Aim of the task —
Each record is to be printed exactly as given, down to the last mark.

Dataset entries:
◇ ◇ ◇ ◇ ◇
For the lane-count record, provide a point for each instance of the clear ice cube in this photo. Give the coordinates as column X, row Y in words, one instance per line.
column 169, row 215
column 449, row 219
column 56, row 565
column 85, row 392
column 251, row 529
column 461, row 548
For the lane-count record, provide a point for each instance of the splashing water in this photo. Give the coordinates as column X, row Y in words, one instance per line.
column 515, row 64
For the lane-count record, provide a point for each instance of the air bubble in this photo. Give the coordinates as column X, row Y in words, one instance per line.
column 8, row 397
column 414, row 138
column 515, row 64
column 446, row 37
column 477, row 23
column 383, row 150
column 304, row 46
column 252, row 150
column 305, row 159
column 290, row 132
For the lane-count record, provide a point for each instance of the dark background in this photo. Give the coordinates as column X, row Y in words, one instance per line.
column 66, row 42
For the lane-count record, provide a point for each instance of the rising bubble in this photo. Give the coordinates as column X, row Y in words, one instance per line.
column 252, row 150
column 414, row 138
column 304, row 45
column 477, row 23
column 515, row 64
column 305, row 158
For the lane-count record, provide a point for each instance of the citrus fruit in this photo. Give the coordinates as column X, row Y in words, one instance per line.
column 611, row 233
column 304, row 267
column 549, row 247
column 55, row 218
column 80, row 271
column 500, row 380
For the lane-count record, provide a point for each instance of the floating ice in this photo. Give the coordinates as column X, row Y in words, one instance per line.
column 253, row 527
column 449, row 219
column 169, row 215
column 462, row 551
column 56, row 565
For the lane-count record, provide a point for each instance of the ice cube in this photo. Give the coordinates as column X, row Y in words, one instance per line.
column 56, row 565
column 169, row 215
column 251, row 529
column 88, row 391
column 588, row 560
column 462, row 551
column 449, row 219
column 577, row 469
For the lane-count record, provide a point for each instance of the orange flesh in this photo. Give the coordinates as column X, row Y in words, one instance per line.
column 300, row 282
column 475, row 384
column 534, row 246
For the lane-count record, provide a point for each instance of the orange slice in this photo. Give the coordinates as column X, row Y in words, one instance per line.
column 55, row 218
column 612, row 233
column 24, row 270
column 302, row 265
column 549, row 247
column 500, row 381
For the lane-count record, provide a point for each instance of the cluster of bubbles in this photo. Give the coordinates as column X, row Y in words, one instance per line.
◇ ◇ ◇ ◇ ◇
Task output —
For the lane-count record, provide a point for each instance of the clear ice cube in this photo. Give the coordinates as column X, row Y in words, one instance per line.
column 169, row 215
column 449, row 219
column 56, row 565
column 85, row 392
column 251, row 529
column 461, row 548
For the lane-count record, provide a point for each instance of the splashing water in this photo. Give the coordinates as column X, row Y in words, one instance per line.
column 515, row 64
For the lane-count record, provide a point for each instance of the air bubble in this photo. Give the coordinates as column X, row Y in words, one instance per line.
column 8, row 397
column 414, row 138
column 515, row 64
column 446, row 37
column 477, row 23
column 383, row 150
column 304, row 46
column 252, row 150
column 305, row 159
column 290, row 132
For the lane-count record, provide a point for each instance of the dark background in this photo. Give the coordinates as column X, row Y in words, one instance per line.
column 66, row 42
For the lane-count record, provide a point for each instance of the rising bubble in this photo. Give the coordinates as column X, row Y in words, one instance per line.
column 252, row 150
column 414, row 138
column 304, row 45
column 477, row 23
column 515, row 64
column 305, row 158
For the lane-count record, provide a point for each instance of the citrus fruit in this photo. Give the coordinates as column X, row Y in words, one instance per line.
column 611, row 233
column 304, row 267
column 549, row 247
column 55, row 218
column 80, row 271
column 500, row 380
For the lane-count record, provide a point for each instance of the floating ice in this photo. Give the coordinates as column X, row Y in words, one instance per line.
column 253, row 527
column 449, row 219
column 169, row 215
column 462, row 551
column 56, row 565
For the lane-count record, provide a point for each instance of the ice cube in this photo. Give the coordinates as column X, row Y in words, one instance per line.
column 56, row 565
column 169, row 215
column 251, row 529
column 88, row 391
column 588, row 560
column 462, row 551
column 449, row 219
column 577, row 469
For the lane-count record, provide a point for each instance of the orange flesh in this photo. Give the coordinates as column X, row Y in words, one instance per line.
column 300, row 282
column 475, row 384
column 534, row 246
For the lane-count record, provide a point for each instance of the orange slice in this photo. Give the coordinates as column X, row Y in words, one instance per line.
column 55, row 218
column 612, row 233
column 24, row 270
column 302, row 265
column 549, row 247
column 500, row 381
For the lane-count record, provide a point for each instance of the cluster of bubbles in this photo. Give the coordinates as column X, row Y in words, one instance per line.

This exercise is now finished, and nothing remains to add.